WHAT THE TASK ASKS: Nothing but a number is wanted here: the count of lines in the data holding the word "Target".

DATA SHOWN:
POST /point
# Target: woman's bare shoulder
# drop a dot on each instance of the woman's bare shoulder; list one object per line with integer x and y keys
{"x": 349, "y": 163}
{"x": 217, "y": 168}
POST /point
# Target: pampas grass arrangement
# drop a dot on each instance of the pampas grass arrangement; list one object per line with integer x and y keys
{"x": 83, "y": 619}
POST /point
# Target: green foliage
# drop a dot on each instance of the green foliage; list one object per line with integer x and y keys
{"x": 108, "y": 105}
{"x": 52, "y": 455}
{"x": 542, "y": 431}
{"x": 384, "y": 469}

RESULT OF THIS EXERCISE: 3